Instructions:
**1.** Answer these questions about the passage on football injuries, one answer per line:
(a) According to the U.S. Consumer Product Safety Commission, how many football-related injuries did the 2009 season see?
(b) For which team is Matthew Matava the team physician?
(c) When was the STOP Sports Injuries Campaign launched?
**2.** Can you write the next paragraph of the passage on football injuries, picking up after its final sentence?

Football season may bring enthusiasm to to many sports fans, but it’s also a season of injuries on and off the playing field. According to U.S. Consumer Product Safety Commission, the 2009 football season saw over 1.2 million football-related injuries, which resulted in more than $2.8 billion total medical costs from treatments in hospitals, doctor’s offices, and emergency rooms.

Matthew Matava, MD, team physician for the St. Louis Rams and spokesperson for the STOP Sports Injuries campaign and the American Academy of Orthopaedic Surgeons (AAOS), said in a press statement "Traumatic injuries to the knee and shoulder, as well as concussions, are the most common types of injuries we see on both the professional and youth levels. Overuse injuries, especially in the beginning of the season are another big issue with kids pushing themselves too far and too fast without proper conditioning."

The STOP Sports Injuries Campaign was launched in the spring of 2010 by a coalition of leading healthcare organizations, including the American Orthopaedic Society for Sports Medicine (AOSSM), the American Academy of Orthopaedic Surgeons (AAOS), the American Academy of Pediatrics (AAP), National Athletic Trainers’ Association (NATA), National Strength and Conditioning Association, American Medical Society for Sports Medicine, Sports Physical Therapy Section and SAFE Kids USA to expose the growing epidemic of youth sports injuries related to overuse and trauma.

Material provided:
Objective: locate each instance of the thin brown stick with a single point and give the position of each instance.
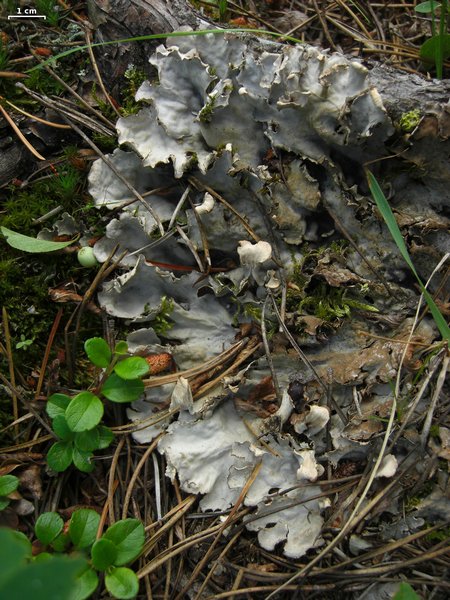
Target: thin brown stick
(12, 375)
(48, 347)
(20, 135)
(112, 483)
(88, 35)
(135, 475)
(222, 528)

Set of answers:
**1.**
(a) Over 1.2 million
(b) The St. Louis Rams
(c) In the spring of 2010

**2.**
Because many football injuries can be prevented, the AOSSM and AAOS encourage the following easy strategies for parents, coaches and athletes:

  • Have a pre-season health and wellness evaluation to determine ability to participate

  • Warm-up properly with low-impact exercises like jogging that gradually increase heart rate

  • Consistently incorporate strength training and stretching.  A good stretch involves not going beyond the point of resistance and should be held for 10-12 seconds

  • Hydrate adequately to maintain health and minimize cramps

  • Play multiple positions and/or sports during the off-season to minimize overuse injuries

  • Wear properly fitted protective equipment, such as a helmet, pads, shoes and mouthguard. Do not modify equipment.

  • Tackle with the head up and do not lead with the helmet

  • Cool-down properly to gradually lower heart rate with exercises like light jogging.

  • Don’t play through the pain. Speak with an orthopaedic surgeon who specializes in sports medicine or athletic trainer if you have any concerns about injuries or tips on injury prevention.